(Detection annotation records)
——————————

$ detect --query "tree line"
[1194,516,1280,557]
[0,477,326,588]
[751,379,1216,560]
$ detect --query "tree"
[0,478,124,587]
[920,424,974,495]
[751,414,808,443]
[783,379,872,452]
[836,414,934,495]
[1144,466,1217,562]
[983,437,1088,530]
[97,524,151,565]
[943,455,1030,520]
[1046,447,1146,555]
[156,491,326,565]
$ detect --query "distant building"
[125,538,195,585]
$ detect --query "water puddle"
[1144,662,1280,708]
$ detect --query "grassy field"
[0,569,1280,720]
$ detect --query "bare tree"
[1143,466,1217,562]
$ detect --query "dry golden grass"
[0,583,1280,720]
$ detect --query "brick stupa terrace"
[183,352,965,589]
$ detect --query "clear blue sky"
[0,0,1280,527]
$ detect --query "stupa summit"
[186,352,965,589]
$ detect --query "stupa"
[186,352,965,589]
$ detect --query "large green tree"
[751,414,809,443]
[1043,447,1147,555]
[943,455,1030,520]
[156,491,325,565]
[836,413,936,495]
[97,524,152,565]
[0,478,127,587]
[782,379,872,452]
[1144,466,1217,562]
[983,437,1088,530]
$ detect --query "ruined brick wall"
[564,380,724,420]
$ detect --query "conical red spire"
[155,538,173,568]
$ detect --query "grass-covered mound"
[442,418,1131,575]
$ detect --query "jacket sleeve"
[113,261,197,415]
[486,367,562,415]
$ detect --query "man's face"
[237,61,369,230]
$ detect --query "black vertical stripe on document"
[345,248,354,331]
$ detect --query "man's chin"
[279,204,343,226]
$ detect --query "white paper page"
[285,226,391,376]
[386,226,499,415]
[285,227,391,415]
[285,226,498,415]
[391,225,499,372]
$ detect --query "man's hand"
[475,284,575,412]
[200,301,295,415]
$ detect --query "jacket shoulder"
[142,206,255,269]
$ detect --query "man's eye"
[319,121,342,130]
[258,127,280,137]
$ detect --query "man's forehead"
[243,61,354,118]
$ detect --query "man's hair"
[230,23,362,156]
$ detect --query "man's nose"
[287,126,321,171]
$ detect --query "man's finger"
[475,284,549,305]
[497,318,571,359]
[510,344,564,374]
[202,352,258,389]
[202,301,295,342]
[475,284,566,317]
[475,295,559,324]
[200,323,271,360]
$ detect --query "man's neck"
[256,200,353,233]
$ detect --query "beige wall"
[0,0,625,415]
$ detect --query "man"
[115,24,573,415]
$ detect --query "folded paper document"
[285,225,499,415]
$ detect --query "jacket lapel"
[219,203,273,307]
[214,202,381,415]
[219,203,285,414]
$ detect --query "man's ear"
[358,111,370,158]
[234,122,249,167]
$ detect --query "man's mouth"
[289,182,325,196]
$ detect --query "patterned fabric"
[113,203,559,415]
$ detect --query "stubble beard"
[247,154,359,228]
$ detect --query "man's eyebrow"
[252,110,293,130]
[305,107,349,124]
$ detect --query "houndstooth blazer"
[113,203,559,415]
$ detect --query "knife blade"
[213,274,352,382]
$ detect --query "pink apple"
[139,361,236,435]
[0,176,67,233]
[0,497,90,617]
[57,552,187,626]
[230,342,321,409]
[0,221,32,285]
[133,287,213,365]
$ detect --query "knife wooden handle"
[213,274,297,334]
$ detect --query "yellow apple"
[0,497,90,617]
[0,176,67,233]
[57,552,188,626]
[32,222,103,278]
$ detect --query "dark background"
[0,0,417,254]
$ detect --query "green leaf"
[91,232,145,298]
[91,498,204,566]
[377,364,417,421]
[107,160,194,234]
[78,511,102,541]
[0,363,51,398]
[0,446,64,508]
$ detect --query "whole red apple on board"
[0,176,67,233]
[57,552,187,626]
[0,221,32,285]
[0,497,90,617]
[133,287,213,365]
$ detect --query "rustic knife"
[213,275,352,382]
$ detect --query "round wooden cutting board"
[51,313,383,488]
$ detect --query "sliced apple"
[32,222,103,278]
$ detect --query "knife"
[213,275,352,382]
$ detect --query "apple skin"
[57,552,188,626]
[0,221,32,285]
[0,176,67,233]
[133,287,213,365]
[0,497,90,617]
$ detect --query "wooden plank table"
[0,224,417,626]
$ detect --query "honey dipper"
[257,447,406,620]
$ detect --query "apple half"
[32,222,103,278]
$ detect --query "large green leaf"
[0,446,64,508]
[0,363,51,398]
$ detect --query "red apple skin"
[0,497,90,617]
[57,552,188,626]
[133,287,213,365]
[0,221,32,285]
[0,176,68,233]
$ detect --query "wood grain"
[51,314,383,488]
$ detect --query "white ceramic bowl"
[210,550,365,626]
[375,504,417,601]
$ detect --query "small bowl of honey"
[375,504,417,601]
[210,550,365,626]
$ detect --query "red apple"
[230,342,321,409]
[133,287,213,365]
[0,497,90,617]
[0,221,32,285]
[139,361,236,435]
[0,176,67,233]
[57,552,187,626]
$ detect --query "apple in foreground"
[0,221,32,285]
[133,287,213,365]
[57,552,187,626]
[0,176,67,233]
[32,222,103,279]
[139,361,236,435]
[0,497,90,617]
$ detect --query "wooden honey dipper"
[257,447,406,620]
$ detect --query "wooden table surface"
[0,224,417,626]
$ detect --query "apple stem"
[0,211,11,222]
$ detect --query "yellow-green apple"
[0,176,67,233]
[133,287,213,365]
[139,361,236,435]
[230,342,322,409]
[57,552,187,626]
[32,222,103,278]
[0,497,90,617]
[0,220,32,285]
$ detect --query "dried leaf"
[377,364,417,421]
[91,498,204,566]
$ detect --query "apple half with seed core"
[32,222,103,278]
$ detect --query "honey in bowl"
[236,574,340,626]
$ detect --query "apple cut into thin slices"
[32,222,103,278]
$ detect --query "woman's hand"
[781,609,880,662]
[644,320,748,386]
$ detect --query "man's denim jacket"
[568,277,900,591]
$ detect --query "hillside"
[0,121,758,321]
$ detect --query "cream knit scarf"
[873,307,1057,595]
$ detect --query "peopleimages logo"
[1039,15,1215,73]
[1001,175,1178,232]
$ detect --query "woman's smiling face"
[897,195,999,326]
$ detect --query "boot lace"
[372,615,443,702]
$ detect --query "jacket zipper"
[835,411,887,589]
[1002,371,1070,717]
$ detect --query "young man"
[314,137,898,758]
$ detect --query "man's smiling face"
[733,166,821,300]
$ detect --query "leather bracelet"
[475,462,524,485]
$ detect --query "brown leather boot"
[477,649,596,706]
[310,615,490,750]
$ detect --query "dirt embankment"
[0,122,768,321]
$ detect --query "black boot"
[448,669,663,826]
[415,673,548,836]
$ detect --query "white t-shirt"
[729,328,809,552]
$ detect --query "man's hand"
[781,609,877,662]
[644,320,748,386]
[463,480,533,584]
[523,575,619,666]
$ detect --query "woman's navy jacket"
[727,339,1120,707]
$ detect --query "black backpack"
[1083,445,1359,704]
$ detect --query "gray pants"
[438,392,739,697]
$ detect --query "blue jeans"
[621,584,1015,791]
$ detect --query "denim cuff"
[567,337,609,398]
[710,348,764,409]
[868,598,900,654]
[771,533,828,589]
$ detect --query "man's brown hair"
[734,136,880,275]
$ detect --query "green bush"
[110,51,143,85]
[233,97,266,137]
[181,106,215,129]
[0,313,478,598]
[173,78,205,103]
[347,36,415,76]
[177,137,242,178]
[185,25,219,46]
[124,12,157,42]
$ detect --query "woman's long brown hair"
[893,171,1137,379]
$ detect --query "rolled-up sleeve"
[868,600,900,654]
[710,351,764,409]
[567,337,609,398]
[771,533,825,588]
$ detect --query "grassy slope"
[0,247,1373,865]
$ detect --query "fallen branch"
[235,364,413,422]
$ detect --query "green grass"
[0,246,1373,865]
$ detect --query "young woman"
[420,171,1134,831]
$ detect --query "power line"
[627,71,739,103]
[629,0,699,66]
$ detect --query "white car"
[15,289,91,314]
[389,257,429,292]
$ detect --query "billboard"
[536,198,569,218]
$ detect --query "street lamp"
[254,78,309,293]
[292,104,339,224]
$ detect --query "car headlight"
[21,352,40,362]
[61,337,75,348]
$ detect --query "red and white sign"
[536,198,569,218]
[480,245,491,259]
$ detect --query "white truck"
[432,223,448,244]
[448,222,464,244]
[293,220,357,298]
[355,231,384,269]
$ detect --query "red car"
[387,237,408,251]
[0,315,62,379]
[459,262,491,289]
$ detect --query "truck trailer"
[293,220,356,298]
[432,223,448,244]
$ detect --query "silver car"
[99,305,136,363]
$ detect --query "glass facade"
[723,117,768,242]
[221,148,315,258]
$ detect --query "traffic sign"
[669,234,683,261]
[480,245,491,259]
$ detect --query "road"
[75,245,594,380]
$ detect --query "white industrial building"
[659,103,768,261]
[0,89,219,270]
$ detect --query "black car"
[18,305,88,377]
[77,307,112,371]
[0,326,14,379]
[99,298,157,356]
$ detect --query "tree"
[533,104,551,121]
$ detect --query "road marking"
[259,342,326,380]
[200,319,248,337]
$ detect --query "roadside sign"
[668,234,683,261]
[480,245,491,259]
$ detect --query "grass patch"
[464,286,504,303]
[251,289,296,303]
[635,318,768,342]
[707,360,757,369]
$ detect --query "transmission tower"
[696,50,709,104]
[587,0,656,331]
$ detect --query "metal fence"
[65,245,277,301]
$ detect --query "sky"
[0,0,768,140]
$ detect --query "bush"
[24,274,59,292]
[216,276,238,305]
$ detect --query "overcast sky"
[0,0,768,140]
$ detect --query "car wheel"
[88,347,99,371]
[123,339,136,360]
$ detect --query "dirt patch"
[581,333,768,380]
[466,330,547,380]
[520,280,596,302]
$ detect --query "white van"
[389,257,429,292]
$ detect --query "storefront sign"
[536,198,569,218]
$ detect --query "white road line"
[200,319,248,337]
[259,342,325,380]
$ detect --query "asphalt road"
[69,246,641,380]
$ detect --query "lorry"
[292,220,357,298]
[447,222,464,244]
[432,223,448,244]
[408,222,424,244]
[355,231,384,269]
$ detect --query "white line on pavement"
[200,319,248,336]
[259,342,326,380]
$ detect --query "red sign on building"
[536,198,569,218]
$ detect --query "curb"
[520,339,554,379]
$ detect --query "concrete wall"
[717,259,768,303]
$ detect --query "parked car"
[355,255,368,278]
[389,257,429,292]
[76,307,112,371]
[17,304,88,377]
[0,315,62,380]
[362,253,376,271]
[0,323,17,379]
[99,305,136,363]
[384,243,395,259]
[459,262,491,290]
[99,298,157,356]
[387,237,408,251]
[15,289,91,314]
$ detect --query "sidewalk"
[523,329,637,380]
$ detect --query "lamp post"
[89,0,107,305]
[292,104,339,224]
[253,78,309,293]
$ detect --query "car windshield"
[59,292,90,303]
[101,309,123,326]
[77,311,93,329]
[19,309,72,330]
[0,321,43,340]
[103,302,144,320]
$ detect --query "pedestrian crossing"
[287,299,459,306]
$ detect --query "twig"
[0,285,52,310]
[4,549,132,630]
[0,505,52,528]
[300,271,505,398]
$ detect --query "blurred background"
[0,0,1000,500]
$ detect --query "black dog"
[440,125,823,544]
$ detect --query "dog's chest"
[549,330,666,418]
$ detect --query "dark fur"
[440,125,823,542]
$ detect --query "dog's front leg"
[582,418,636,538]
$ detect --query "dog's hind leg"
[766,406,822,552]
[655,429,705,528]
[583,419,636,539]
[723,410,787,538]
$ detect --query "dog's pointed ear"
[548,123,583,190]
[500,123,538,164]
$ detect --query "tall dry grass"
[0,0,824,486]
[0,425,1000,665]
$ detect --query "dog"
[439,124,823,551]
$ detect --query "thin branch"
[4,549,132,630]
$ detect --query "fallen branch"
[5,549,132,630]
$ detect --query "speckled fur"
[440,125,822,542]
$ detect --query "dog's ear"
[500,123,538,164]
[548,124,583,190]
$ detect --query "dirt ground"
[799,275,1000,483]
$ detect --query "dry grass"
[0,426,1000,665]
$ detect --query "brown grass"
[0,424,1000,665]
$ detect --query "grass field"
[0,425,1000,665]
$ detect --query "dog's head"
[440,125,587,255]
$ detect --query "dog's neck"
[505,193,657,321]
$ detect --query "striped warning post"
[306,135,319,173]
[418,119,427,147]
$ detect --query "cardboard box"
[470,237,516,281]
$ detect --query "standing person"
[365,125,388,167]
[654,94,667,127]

——————————

■ Short problem:
Rewrite the records as a Markdown table with the columns Row and Line, one line per row with blank lines left out, starting at the first line of the records and stopping after the line that contains "[391,225,499,372]".

■ Output below:
| Row | Line |
|---|---|
| 1 | $ detect --query "tree line" |
| 2 | [1194,516,1280,557] |
| 3 | [0,477,326,588] |
| 4 | [751,379,1216,560] |
| 5 | $ detect --query "tree" |
| 6 | [0,478,124,587] |
| 7 | [920,424,974,495] |
| 8 | [751,414,808,443] |
| 9 | [783,379,872,452] |
| 10 | [836,414,934,495] |
| 11 | [1144,466,1217,562] |
| 12 | [983,437,1088,530] |
| 13 | [97,524,151,565] |
| 14 | [943,455,1030,520] |
| 15 | [1046,447,1146,555] |
| 16 | [156,491,326,565] |
| 17 | $ detect --query "distant building" |
| 18 | [125,538,195,585] |
| 19 | $ detect --query "water puddle" |
| 20 | [1144,662,1280,708] |
| 21 | $ detect --query "grassy field" |
| 22 | [0,569,1280,720] |
| 23 | $ detect --query "bare tree" |
| 24 | [1143,466,1217,562] |
| 25 | $ detect --query "dry golden grass" |
| 26 | [0,583,1280,720] |
| 27 | $ detect --query "brick stupa terrace" |
| 28 | [183,352,965,589] |
| 29 | $ detect --query "clear blue sky" |
| 30 | [0,0,1280,527] |
| 31 | $ detect --query "stupa summit" |
| 32 | [186,352,965,589] |
| 33 | $ detect --query "stupa" |
| 34 | [186,352,965,589] |
| 35 | $ detect --query "large green tree" |
| 36 | [751,414,809,443] |
| 37 | [1043,447,1147,555] |
| 38 | [943,455,1030,520] |
| 39 | [156,491,325,565] |
| 40 | [836,413,936,495] |
| 41 | [97,524,152,565] |
| 42 | [0,478,127,587] |
| 43 | [782,379,872,452] |
| 44 | [1144,466,1217,562] |
| 45 | [983,437,1088,530] |
| 46 | $ detect --query "ruined brick wall" |
| 47 | [564,380,724,420] |
| 48 | $ detect --query "conical red spire" |
| 49 | [155,538,173,568] |
| 50 | $ detect --query "grass-covered mound" |
| 51 | [442,418,1131,575] |
| 52 | $ detect --query "jacket sleeve" |
| 53 | [113,261,197,415] |
| 54 | [486,367,562,415] |
| 55 | $ detect --query "man's face" |
| 56 | [237,61,369,230] |
| 57 | $ detect --query "black vertical stripe on document" |
| 58 | [345,248,354,331] |
| 59 | $ detect --query "man's chin" |
| 60 | [279,204,343,226] |
| 61 | $ detect --query "white paper page" |
| 62 | [285,226,391,376] |
| 63 | [386,226,499,415] |
| 64 | [285,227,391,415] |
| 65 | [285,226,498,415] |
| 66 | [391,225,499,372] |